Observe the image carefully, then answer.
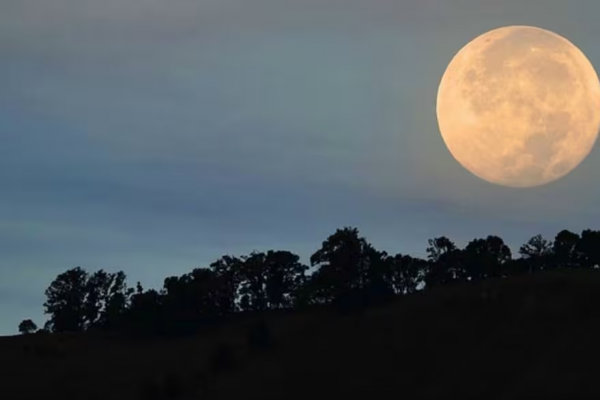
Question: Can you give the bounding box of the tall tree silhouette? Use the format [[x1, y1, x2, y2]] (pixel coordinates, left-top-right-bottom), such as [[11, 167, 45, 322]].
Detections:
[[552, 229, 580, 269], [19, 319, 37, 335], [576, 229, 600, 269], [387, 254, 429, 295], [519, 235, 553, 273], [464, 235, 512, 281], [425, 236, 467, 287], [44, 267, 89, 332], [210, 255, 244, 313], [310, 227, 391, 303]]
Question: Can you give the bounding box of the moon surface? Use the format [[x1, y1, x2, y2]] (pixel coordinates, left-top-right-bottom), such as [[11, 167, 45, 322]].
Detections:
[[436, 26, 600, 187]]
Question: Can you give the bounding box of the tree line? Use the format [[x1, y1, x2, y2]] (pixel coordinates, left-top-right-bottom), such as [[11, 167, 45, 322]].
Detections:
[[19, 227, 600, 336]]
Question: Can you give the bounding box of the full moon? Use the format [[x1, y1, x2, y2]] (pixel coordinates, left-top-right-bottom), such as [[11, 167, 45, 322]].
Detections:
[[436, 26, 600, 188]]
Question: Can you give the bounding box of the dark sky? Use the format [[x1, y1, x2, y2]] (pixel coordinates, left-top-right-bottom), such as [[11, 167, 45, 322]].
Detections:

Goal:
Give the entries above, from the line with "Question: Can you give the bounding box of the moon" up to and including the line with "[[436, 26, 600, 187]]", as a JSON list of strings with one string per line, leaving out blank lines.

Complete answer:
[
  "Question: Can you give the bounding box of the moon surface? Use the format [[x1, y1, x2, y2]] (pixel coordinates, left-top-right-bottom), such as [[11, 167, 45, 322]].",
  "Detections:",
  "[[436, 26, 600, 187]]"
]